(Stored data entries)

* * * *

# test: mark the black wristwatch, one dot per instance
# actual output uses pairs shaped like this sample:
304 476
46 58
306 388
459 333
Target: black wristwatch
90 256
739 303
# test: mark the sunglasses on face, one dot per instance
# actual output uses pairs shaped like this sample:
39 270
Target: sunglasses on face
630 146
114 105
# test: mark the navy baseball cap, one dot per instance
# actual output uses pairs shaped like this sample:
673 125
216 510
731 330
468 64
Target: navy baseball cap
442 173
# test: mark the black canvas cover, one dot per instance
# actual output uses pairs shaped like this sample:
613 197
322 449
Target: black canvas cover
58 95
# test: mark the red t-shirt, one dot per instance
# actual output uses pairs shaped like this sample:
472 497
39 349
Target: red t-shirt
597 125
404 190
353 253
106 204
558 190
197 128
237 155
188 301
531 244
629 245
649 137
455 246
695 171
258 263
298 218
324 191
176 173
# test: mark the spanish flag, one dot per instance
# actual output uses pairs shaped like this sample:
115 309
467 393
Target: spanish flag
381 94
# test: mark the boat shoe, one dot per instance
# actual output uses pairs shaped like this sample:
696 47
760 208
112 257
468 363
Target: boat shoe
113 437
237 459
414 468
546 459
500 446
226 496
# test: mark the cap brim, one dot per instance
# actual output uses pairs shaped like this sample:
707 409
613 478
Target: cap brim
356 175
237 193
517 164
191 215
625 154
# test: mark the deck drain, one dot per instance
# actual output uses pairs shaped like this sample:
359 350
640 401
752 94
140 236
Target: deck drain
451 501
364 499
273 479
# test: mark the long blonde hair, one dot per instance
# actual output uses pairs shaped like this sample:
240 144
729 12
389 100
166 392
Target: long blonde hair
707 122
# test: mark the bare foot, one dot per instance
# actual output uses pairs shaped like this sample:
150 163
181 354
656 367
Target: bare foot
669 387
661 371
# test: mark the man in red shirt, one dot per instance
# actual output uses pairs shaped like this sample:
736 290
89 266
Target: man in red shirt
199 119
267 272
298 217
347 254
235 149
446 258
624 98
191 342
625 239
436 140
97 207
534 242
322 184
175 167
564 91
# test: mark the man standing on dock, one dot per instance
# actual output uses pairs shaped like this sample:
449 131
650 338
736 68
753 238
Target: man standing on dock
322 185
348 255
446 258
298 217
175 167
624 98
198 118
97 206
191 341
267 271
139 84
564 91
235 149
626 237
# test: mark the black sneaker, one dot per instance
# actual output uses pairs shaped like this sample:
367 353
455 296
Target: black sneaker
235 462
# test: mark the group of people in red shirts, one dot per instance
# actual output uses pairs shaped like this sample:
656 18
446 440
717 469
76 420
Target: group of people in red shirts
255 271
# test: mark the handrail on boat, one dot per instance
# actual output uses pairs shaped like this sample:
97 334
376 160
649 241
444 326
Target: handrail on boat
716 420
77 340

* * * *

Print the entire set of records again, exactly.

**Solution for this problem:**
# test: mark the black wristwatch, one dot per instance
# actual output uses pairs shaped like this sample:
304 476
46 58
306 388
459 333
Target: black wristwatch
90 256
739 303
# test: mark the sunglasses on face, one dot per instance
# actual output uses pairs shaped like this sample:
39 270
Target: sunglasses on face
630 146
114 105
# test: mark the navy baseball cap, one dot per instance
# actual output uses pairs shaped like this sample:
673 125
216 510
731 330
468 64
Target: navy baseball cap
442 173
# test: mark the black canvas cover, one dot per instance
# actual output uses pairs shaped like this sample:
613 197
322 449
Target: black canvas cover
58 95
# test: mark the red t-shirt, one dot per instance
# actual output uses pairs shaped like this sample:
472 497
39 349
Target: red t-shirt
597 125
404 190
353 253
106 204
558 190
197 128
237 155
188 301
531 244
629 245
649 137
455 246
695 171
258 263
298 218
324 191
176 173
# test: mark the spanish flag, one dot per instance
# actual output uses pairs shaped like this sample:
115 309
467 393
Target: spanish flag
381 94
# test: mark the boat shoe, one dot per instance
# actual output uses pairs shaped like this sample:
696 47
760 208
112 257
468 363
Target: boat shoe
113 437
237 459
414 468
546 459
500 446
226 496
# test: mark the cap brim, one dot per instance
# actual output uses pairs shaped like this sample:
707 409
613 478
Target: cap brim
356 175
237 193
517 164
191 215
625 154
# test: mark the deck drain, one dot per instance
# actual output uses pairs shaped like this sample:
359 350
640 401
752 94
140 236
Target: deck drain
451 501
364 499
273 479
# test: mark the long blonde hair, one dot per instance
# actual output uses pairs shaped like this sample:
240 144
729 12
389 100
166 392
Target: long blonde hair
707 122
# test: mark the bare foot, one dot per instance
# actual output uses pairs shaped like this sample:
150 163
181 354
656 367
Target: bare foot
669 387
661 371
# test: mark the man in red shirt, one dot per instance
# actual output uses pairs shaped like this sample:
736 290
89 266
Target: man in red shirt
199 119
267 272
298 217
347 254
235 149
446 258
624 98
191 342
625 239
436 140
97 207
534 242
322 184
175 167
564 91
# test: mark the man standing on dock, one dot per instance
# actual output uses pairs shaped like this sample:
449 131
650 338
736 68
753 238
Target: man standing on dock
322 185
348 255
446 258
298 217
175 167
624 98
198 118
97 206
191 341
267 271
139 84
564 91
235 149
626 237
# test: mark the black sneaker, one dot per instance
# actual output uses pairs shaped like this sample:
367 353
455 296
Target: black sneaker
235 462
# test: mark the group of people in red shirts, one dot per instance
# actual output uses pairs shaped like this sample:
656 18
446 440
717 469
76 420
Target: group of people in red shirts
255 271
# test: mark the handrail on boat, one dot per instance
# actual output uses pairs shaped like this sample:
97 334
376 160
649 241
444 326
Target: handrail on boat
716 420
77 340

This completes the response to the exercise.